„SCHLENGLGEPLÄNGL“ 8/2020 Urlaub an Bord mit zwei Bagaluten

Wir hatten 14 Tage Erholung (wovon eigentlich? wir tun ja nix), 14 Tage Spaß und Gaudi und dann wieder 14 Tage Erholung. Von der Erholung will ich euch gar nichts berichten, aber die 14 Tage mit unseren zwei 5- und 9-jährigen Enkelsöhnen.
An einem Morgen, Mitte Juli, wurden uns die zwei Bagaluten nach Langballigau (Flensburger Förde) gebracht. Nach Stunden am Strand, Essen und Kaffeetrinken verabschiedeten sich die Eltern am Abend, nicht ganz ohne Bedenken, von ihren „Gören“. Bedenken, ob wir Großeltern die 14 Tage ohne größere Schäden an Leib und Leben überstehen und aber auch, ob sie selber ohne ihre kleinen Lieblinge so ganz allein zuhause überleben würden. Ich nehme es vorweg, wir haben es alle geschafft (auch Bertha unser Hund) und es war für alle eine ganz tolle Zeit.
Das Sgeln steht für Kinder ja nicht unbedingt im Vordergrund. Das musste auch Opi erst wieder lernen. Anders als mit unseren drei eigenen Kindern, hat Omi sich durchsetzen können und es wurden keine 8/9 Stunden Törns geplant. Nach 3 Stunden max waren wir jeweils in einem anderen Hafen und der tägliche Ablauf konnte beginnen:
Beim Ein- und Auslaufen wurde „Jetzt fahr´n wir über´n See“ geträllert oder auch mal gegrölt. Fender vorbereiten, Vor- und Achterleinen klar, gucken, wo ist eine grün gekennzeichnete Box. Dann Achterleinen über die Heckpfähle , Fender außenbords (die wurden schon ab Tag 3 nur noch cool per Fußtritt von dem 5jährigen rausgekickt), Leinen evtl. Helfern an Land an den Kopp schleudern, Enden wieder zurück nehmen, mit sauberen Kopfschlägen auf den Klampen belegen, fertig.

== AUSGANGSDATEN ==
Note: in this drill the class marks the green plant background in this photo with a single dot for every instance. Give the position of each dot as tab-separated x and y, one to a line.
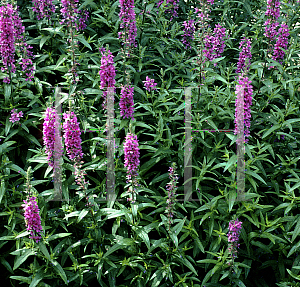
101	245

== GESTELLTE AUFGABE A ==
Gib den Absatz im Textabschnitt, der mit „An einem Morgen, Mitte Juli“ beginnt, als knappe Stichpunktliste wieder, ohne seine wichtigsten Fakten wegzulassen.
== GESTELLTE AUFGABE B ==
Führe den Textabschnitt über den Segelurlaub mit den Enkelsöhnen nach seinem letzten Satz fort.

== ERWARTETE ANTWORT A ==
- Mitte Juli werden die beiden Enkel morgens nach Langballigau (Flensburger Förde) gebracht.
- Nach Stunden am Strand, Essen und Kaffeetrinken verabschieden sich die Eltern am Abend.
- Sie haben Bedenken, ob die Großeltern die 14 Tage ohne größere Schäden überstehen.
- Sie fragen sich auch, ob sie selbst ohne ihre Kinder allein zuhause zurechtkommen.
- Am Ende haben es alle geschafft, auch Hund Bertha, und es war für alle eine tolle Zeit.

== ERWARTETE ANTWORT B ==
Ich weiß ja nicht, wie das so bei euch läuft, aber beim An- und Ablegen waren Opi und ich ziemlich arbeitslos. In spätestens zwei Jahren, wird der Große das Ruder auch noch übernehmen und der Kleine wird uns zeigen wie wir wesentlich effizienter den zweifachen gordischen Knoten hinkriegen. Es ist unglaublich, wie schnell beide das Bordleben und auch 3,4 verschiedene Knoten drauf hatten. Na gut, der Kleine verkaufte auch seine Gordischen für richtige Palsteks und war davon nicht abzubringen, aber der Große, perfekt. Was braucht man alles mit Kindern an Bord? Früher hatten wir mit unseren eigenen 3 Kindern einen 20er Jollenkreuzer ( 7,75 x 2,65 m, keine Stehhöhe, kein Waschbecken oder WC, keinen Wassertank). Wir lebten Minimalismus. Die beiden Rabauken sollten also auch nur das zum Überleben Nötigste mitbringen. Laptop , Nintendo-Switch, Gameboy wurden von unserer Seite gleich abgelehnt, da wir möglichst ohne Strom auskommen wollen. CD´s waren erlaubt, da wir so ein „Abspielgerät“ dafür an Bord haben. Eimer, stabile, langstielige Metallschaufeln, Kescher, Krebsangeln, Taschenmesser, Roller, Bücher, CD, Spiele, Malstifte, Autos, große Kuscheltiere (in Dänemark wurde noch nachgekauft), eine große Tasche mit Outdoor- Klamotten (die Gummistiefel mussten erst einmal in halbstündiger, mühevoller Arbeit vom heimatlichen Acker befreit werden) und dann so bummelig Wäsche für 14 Tage. Und bei diesen Sachen bleibt es nicht. Es kommt aus jedem Hafen ja noch etwas dazu. Steine, Glasscherben, Stöcker, Muscheln und, wenn man nicht aufpasst auch Knochen, oder auch Gräten. Knochen und Gräten mit noch was da dran. Es ist ja unglaublich, was Kids so finden. Das Anbordbringen des halb verwesten Seehundbeckenknochen und auch die, wahrscheinlich von einer Möwe im Zweikampf mit einem Artgenossen, verlorene Salzwasserbrasse (gibt es so was?), konnten wir gerade noch verhindern. Sie wurden auf dem Steg, genau vor unserem Schiff, zwischengelagert. Die Brasse wurde später vorsichtshalber wieder dem Element Wasser anvertraut, vielleicht gab es ja ein zweites Leben für sie und der Seehundbeckenknochen wurde großzügig einem anderen Jungen
überlassen, der beim Finden dieses Schatzes dabei war. Na, die Eltern werden
sich gefreut haben. Ein Traum von mir ist, einmal mit allen 4 Enkelkindern (wir haben ja schließlich auch noch zwei Enkeltöchter) einen längeren Urlaub zu machen.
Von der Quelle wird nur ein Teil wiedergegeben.